What the task requires:
Please give the records below back in full, exactly as shown.

Material provided:
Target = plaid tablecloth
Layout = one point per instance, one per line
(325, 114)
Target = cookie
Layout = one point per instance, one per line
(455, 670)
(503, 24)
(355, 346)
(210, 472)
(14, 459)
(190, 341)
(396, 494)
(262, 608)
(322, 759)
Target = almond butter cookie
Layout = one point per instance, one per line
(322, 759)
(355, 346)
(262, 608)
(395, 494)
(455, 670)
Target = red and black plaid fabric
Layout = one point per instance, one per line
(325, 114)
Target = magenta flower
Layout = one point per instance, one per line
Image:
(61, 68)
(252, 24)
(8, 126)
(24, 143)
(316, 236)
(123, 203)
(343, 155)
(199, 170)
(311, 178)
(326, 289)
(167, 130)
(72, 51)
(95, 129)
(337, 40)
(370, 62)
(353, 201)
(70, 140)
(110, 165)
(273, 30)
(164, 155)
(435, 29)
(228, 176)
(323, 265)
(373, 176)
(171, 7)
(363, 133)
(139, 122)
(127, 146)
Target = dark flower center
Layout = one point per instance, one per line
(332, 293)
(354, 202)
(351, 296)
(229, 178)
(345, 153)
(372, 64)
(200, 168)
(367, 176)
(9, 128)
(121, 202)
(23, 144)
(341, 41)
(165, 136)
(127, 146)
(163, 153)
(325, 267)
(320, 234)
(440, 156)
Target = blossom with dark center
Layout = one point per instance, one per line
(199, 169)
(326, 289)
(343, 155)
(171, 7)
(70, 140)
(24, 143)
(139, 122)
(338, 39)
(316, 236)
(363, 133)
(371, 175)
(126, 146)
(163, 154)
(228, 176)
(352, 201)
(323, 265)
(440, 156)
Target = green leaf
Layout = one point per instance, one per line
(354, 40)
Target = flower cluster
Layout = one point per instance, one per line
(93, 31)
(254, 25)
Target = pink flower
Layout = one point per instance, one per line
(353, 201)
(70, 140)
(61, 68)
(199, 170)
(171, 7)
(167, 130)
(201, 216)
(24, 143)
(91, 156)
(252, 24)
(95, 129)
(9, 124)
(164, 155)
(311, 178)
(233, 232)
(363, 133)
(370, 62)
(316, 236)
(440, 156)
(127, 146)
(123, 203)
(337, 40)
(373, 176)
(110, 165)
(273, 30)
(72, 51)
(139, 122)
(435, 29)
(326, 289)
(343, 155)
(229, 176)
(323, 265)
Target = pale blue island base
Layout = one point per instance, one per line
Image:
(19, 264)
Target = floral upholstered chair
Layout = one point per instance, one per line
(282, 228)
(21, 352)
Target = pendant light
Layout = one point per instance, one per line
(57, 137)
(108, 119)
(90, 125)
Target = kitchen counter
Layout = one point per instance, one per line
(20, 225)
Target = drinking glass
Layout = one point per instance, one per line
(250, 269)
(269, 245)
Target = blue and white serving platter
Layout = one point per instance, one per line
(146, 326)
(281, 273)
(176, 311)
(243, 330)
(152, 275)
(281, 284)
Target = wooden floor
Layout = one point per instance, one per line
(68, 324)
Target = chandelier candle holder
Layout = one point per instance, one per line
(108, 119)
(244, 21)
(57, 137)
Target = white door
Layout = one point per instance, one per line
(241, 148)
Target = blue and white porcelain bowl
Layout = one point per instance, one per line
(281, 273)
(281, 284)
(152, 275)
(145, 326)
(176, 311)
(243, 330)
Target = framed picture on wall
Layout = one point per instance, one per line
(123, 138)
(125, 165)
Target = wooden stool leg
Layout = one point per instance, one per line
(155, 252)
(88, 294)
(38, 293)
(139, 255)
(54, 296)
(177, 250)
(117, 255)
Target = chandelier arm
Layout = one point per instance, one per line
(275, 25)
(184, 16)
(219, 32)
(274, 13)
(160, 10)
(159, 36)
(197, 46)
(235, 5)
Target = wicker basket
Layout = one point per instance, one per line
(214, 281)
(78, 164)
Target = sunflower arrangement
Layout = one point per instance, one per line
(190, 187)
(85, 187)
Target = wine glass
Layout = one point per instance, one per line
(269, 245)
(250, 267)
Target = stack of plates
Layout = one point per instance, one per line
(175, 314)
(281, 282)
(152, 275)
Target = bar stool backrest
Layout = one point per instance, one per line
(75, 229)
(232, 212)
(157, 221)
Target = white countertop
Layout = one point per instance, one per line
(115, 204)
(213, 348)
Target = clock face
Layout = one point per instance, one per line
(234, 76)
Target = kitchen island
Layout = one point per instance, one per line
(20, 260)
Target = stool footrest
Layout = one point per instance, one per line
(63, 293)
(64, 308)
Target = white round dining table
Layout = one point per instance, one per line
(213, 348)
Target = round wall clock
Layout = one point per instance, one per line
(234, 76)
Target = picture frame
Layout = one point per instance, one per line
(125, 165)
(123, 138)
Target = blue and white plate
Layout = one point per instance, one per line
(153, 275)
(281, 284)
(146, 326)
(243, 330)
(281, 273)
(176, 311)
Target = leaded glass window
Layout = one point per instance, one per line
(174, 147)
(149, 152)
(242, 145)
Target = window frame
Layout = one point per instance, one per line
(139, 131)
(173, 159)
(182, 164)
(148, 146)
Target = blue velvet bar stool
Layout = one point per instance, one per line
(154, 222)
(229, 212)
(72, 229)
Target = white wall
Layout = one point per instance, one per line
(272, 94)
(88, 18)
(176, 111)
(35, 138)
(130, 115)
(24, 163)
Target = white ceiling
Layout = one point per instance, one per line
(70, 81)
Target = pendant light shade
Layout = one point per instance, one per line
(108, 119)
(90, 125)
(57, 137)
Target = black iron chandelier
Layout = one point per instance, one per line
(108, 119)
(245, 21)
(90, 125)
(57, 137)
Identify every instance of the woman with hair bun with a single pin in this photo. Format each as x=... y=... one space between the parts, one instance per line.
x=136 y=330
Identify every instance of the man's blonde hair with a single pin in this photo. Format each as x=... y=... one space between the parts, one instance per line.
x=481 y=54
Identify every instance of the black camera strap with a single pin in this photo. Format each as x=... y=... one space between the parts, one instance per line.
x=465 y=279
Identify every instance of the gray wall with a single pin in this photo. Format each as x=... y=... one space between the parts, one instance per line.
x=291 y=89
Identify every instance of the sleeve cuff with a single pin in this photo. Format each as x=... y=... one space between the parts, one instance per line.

Solution to the exercise:
Target = plaid tablecloth
Layout = one point per instance, one per line
(325, 114)
Target = cookie
Layout = one point per instance, one per line
(455, 670)
(503, 24)
(355, 346)
(210, 472)
(14, 459)
(190, 341)
(396, 494)
(262, 608)
(322, 759)
Target = almond butter cookie
Layout = one point per instance, one per line
(322, 759)
(355, 346)
(262, 608)
(395, 494)
(455, 670)
Target = red and black plaid fabric
Layout = one point per instance, one per line
(325, 114)
Target = magenta flower
Layout = one point per instance, one per line
Image:
(61, 68)
(252, 24)
(8, 126)
(24, 143)
(316, 236)
(123, 203)
(343, 155)
(199, 170)
(311, 178)
(326, 289)
(167, 130)
(72, 51)
(95, 129)
(337, 40)
(370, 62)
(353, 201)
(70, 140)
(110, 165)
(273, 30)
(164, 155)
(435, 29)
(228, 176)
(323, 265)
(373, 176)
(171, 7)
(363, 133)
(139, 122)
(127, 146)
Target = dark flower center
Layout = one point per instance, one per line
(332, 293)
(354, 202)
(351, 296)
(229, 178)
(345, 153)
(372, 64)
(200, 168)
(367, 176)
(9, 128)
(121, 202)
(23, 144)
(341, 41)
(165, 136)
(127, 146)
(163, 153)
(325, 267)
(320, 234)
(440, 156)
Target = blossom with dark center
Layout = one point per instance, one per line
(199, 169)
(326, 289)
(343, 155)
(171, 7)
(70, 140)
(24, 143)
(139, 122)
(338, 39)
(316, 236)
(363, 133)
(371, 175)
(126, 146)
(163, 154)
(228, 176)
(352, 201)
(323, 265)
(440, 156)
Target = green leaf
Layout = one point per instance, one per line
(354, 40)
Target = flower cluster
Layout = one point per instance, one per line
(93, 31)
(254, 25)
Target = pink flower
Layout = one point per instance, one per line
(353, 201)
(70, 140)
(61, 68)
(199, 170)
(171, 7)
(167, 130)
(201, 216)
(24, 143)
(91, 156)
(252, 24)
(95, 129)
(9, 124)
(164, 155)
(311, 178)
(233, 232)
(363, 133)
(370, 62)
(316, 236)
(440, 156)
(127, 146)
(123, 203)
(337, 40)
(373, 176)
(110, 165)
(273, 30)
(72, 51)
(139, 122)
(435, 29)
(326, 289)
(343, 155)
(229, 176)
(323, 265)
Target = pale blue island base
Layout = one point per instance, one per line
Image:
(19, 264)
Target = floral upholstered chair
Layout = one point per instance, one per line
(282, 228)
(21, 352)
Target = pendant light
Layout = one point per instance, one per line
(57, 137)
(108, 119)
(90, 125)
Target = kitchen counter
Layout = one point per instance, one per line
(20, 225)
Target = drinking glass
Layout = one point per instance, one per line
(250, 269)
(269, 245)
Target = blue and white serving platter
Layout = one point per instance, one per line
(146, 326)
(281, 273)
(176, 311)
(243, 330)
(152, 275)
(281, 284)
Target = wooden floor
Layout = one point per instance, one per line
(68, 324)
Target = chandelier candle holder
Layout = one point per instance, one per line
(108, 119)
(244, 21)
(57, 137)
Target = white door
Layout = one point per instance, one per line
(241, 148)
Target = blue and white porcelain bowl
Layout = one point per instance, one per line
(281, 273)
(281, 284)
(152, 275)
(145, 326)
(176, 311)
(243, 330)
Target = framed picture on wall
Layout = one point per instance, one per line
(123, 138)
(125, 165)
Target = wooden stool leg
Layout = one point per instance, one per line
(155, 252)
(88, 294)
(38, 293)
(139, 255)
(54, 296)
(177, 250)
(117, 255)
Target = chandelier arm
Layout = one point per instance, one per line
(275, 25)
(184, 16)
(219, 32)
(274, 13)
(160, 10)
(159, 36)
(197, 46)
(235, 5)
Target = wicker basket
Layout = one point per instance, one per line
(214, 281)
(78, 164)
Target = sunflower arrangement
Layout = one point per instance, one per line
(190, 187)
(85, 187)
Target = wine glass
Layout = one point per instance, one per line
(269, 245)
(250, 267)
Target = stack of plates
Layout = one point per instance, one per line
(175, 314)
(281, 282)
(152, 275)
Target = bar stool backrest
Layout = one point per instance, one per line
(75, 229)
(232, 212)
(157, 221)
Target = white countertop
Layout = one point per instance, one per line
(115, 204)
(213, 348)
Target = clock face
Layout = one point per instance, one per line
(234, 76)
Target = kitchen island
Layout = one point per instance, one per line
(20, 260)
Target = stool footrest
Layout = one point per instance, one per line
(63, 293)
(64, 308)
Target = white round dining table
Layout = one point per instance, one per line
(213, 348)
Target = round wall clock
Layout = one point per instance, one per line
(234, 76)
Target = picture frame
Layout = one point per instance, one per line
(125, 165)
(123, 138)
Target = blue and white plate
Layout = one point per instance, one per line
(153, 275)
(281, 284)
(146, 326)
(243, 330)
(281, 273)
(176, 311)
Target = leaded glass window
Layout = one point per instance, one per line
(174, 147)
(149, 152)
(242, 145)
Target = window frame
Layout = one point per instance, one per line
(139, 131)
(173, 159)
(182, 164)
(148, 146)
Target = blue velvet bar stool
Layout = one point per instance, one per line
(154, 222)
(229, 212)
(72, 229)
Target = white wall
Layout = one point per instance, one per line
(272, 94)
(88, 18)
(176, 111)
(35, 138)
(130, 115)
(24, 163)
Target = white ceiling
Layout = one point per instance, one per line
(70, 81)
Target = pendant light shade
Layout = one point per instance, one per line
(108, 119)
(90, 125)
(57, 137)
Target = black iron chandelier
Layout = one point per instance, one per line
(108, 119)
(245, 21)
(90, 125)
(57, 137)
Identify every instance of the woman with hair bun with a single pin in this photo. Format each as x=... y=... one space between the parts, one instance per line.
x=136 y=330
Identify every instance of the man's blonde hair with a single pin in this photo. Format each as x=... y=... one space between the parts, one instance per line.
x=481 y=54
Identify every instance of the black camera strap with a single pin in this photo. Format each as x=... y=... one space between the parts, one instance per line.
x=465 y=279
Identify every instance of the gray wall with a single pin in this photo. Format each as x=... y=... one space between the parts, one instance per line.
x=291 y=89
Identify every instance of the sleeve cuff with a single pin in this photo. Format each as x=... y=... one space between the parts, one instance per line.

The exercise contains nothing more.